Task statement –
Write out the data from its start through the line containing "[[0, 96, 768, 176]]", both ends included, and output only those lines. Keep every line unchanged except the bounding-box coordinates in the answers, which should each be multiplied by 1.9 and rounded to a whole number, with halves rounded up.
### Dataset records ###
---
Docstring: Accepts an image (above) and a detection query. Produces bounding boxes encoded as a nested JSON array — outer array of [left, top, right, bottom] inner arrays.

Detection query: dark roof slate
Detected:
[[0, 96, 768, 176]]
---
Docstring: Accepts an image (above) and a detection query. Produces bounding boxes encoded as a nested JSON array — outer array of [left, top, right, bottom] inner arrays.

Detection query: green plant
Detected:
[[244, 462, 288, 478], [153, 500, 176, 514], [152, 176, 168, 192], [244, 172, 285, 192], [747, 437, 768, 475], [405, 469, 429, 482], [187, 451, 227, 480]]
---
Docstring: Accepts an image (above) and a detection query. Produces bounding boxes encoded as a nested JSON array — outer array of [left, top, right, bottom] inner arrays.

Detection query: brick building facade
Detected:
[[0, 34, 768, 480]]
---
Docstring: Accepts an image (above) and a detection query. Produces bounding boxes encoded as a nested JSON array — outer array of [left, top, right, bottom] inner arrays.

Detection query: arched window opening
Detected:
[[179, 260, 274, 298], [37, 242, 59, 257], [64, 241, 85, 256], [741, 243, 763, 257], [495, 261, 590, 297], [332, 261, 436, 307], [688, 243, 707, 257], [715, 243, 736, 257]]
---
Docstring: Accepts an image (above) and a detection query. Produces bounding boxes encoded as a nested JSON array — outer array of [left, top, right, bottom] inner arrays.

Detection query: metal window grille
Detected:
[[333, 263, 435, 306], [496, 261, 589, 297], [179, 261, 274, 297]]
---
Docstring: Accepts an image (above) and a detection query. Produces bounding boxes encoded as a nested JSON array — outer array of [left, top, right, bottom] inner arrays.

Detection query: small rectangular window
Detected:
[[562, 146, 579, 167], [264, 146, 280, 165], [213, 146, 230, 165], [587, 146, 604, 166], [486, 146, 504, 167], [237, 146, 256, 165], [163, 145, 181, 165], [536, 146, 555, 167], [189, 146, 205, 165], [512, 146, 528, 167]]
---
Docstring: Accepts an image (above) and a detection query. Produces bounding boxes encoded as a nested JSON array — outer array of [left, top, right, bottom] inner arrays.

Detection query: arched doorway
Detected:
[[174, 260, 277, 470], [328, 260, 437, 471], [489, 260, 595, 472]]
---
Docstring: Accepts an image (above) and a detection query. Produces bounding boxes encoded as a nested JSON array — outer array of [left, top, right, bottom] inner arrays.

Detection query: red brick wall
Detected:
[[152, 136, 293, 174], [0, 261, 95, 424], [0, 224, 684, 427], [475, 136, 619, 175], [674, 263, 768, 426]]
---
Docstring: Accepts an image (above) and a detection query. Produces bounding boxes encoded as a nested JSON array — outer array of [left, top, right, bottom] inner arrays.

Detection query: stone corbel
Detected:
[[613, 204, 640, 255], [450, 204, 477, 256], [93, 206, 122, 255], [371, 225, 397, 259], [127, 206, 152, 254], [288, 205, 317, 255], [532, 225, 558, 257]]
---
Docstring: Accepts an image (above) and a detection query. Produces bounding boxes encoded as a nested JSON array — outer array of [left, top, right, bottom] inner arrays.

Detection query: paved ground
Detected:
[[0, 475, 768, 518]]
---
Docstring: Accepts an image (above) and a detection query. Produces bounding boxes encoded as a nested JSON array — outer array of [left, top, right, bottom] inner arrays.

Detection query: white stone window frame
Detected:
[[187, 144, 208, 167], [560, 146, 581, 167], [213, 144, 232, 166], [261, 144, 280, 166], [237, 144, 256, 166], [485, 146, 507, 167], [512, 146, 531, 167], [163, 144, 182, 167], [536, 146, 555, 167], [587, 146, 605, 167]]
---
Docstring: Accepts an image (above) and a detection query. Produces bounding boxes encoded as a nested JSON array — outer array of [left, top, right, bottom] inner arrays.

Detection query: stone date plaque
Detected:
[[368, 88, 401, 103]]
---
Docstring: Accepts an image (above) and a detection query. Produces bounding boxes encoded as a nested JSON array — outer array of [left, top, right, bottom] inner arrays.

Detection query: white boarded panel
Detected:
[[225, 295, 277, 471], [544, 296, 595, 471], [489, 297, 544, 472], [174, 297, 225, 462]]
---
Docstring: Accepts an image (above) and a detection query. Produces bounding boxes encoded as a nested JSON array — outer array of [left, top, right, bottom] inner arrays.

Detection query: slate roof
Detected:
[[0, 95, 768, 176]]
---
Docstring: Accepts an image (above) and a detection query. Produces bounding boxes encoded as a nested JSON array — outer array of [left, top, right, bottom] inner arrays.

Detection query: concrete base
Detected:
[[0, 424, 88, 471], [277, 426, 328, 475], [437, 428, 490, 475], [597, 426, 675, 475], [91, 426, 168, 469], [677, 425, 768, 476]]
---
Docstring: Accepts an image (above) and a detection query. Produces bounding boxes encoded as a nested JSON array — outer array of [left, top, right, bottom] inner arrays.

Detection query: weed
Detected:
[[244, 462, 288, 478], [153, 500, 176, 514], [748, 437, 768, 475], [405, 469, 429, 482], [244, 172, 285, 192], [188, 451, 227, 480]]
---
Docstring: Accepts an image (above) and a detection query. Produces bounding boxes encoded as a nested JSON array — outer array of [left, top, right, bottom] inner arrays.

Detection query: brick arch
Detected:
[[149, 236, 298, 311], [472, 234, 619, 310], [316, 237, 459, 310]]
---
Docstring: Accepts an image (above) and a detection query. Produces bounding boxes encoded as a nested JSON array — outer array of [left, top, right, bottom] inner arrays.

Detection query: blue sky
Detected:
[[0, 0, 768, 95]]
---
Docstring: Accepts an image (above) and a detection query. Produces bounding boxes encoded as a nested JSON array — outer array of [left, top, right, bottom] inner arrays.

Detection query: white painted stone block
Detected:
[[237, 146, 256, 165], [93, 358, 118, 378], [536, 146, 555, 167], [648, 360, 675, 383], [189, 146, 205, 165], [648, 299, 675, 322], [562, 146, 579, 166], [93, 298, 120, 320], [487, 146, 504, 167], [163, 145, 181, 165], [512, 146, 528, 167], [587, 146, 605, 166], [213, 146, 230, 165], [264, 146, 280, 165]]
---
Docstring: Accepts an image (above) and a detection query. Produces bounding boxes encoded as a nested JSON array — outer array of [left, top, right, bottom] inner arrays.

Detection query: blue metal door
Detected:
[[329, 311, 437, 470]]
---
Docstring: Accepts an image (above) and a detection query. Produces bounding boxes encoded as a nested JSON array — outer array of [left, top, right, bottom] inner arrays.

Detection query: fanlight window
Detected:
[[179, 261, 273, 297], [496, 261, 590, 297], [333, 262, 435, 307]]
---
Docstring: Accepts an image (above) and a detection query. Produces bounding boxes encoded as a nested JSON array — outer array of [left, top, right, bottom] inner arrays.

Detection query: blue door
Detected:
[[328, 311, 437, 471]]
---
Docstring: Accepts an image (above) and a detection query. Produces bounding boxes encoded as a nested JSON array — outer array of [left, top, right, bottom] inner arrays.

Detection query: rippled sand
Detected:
###
Answer –
---
Docstring: Accepts an image (above) and a detection query. Produces bounding boxes encoded as a nested JSON array — outer array of [left, top, right, bottom] inner arrays.

Detection query: dark roof slate
Detected:
[[0, 182, 1459, 334]]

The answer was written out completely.